## [QUESTÃO A]
No texto sobre migrantes no México, quantos centros de migrantes foram forçados a fechar, ou tiveram os funcionários forçados a fugir, em 2013?
## [QUESTÃO B]
Escreva a continuação do texto sobre os migrantes no México, começando logo após a última frase.

Centenas de milhares de migrantes não documentados passam pelo México a cada ano. Muitos sofrem graves abusos no caminho—como desaparecimentos e violência sexual—nas mãos do crime organizado, autoridades de migração e forças de segurança. As autoridades não adotaram medidas adequadas para proteger os migrantes nem para investigar e julgar as pessoas que cometem abusos. Em 2011, foi aprovada uma nova lei da migração ostensivamente destinada a proteger os direitos dos migrantes. No entanto, a polícia continua detendo e perseguindo migrantes não documentados.

Os funcionários de abrigos para migrantes lidam com ameaças e perseguição de grupos criminosos e agentes. O governo não conseguiu implementar as medidas de proteção concedidas a esses centros por organismos de direitos humanos nacionais e internacionais. Pelo menos três centros de migrantes foram forçados a fechar ou seus funcionários foram forçados a fugir em 2013.

[Entradas de dados extraídos]
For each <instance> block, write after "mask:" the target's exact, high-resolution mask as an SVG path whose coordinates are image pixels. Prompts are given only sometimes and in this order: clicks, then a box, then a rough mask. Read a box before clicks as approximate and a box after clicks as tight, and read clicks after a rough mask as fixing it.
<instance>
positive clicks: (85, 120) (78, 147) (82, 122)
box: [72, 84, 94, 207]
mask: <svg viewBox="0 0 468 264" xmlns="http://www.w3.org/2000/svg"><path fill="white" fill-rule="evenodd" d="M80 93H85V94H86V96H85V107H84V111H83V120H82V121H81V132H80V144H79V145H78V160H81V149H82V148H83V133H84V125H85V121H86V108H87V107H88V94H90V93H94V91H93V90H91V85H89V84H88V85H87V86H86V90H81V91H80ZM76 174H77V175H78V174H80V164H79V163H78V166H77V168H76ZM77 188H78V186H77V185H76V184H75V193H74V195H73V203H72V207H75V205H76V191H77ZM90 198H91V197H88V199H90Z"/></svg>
==
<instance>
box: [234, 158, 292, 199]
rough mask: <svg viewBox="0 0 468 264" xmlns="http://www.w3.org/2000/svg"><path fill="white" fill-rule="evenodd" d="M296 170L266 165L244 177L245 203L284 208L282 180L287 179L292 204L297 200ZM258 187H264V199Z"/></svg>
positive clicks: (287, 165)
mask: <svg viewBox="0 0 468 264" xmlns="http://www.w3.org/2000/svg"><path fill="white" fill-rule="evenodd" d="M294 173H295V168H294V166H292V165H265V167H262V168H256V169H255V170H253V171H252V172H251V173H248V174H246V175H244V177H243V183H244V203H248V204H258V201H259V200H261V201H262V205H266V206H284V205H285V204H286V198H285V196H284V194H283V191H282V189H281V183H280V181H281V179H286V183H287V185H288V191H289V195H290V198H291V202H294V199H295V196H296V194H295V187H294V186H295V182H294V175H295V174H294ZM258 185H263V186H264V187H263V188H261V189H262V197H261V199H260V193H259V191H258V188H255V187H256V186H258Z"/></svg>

## [RESPOSTA A]
Pelo menos três centros de migrantes.

## [RESPOSTA B]
Em setembro, a Promotoria de Justiça Federal autorizou a criação de uma equipe (incluindo peritos forenses internacionais) para identificar mais de 200 restos mortais que supostamente pertencem a migrantes.

Direitos trabalhistas

O domínio de sindicatos pelegos continua obstruindo atividades legítimas de organização do trabalho. Com frequência, os sindicatos independentes são impedidos de entrar em negociação com a gerência, enquanto os trabalhadores que tentam formar sindicatos independentes correm o risco de perder seus empregos. Uma lei trabalhista de 2012 não conseguiu resolver a falta de transparência e democracia nos poderosos sindicatos pelegos. Além disso, foi incapaz de proteger os direitos dos trabalhadores em relação a formar sindicatos independentes e realizar negociações coletivas.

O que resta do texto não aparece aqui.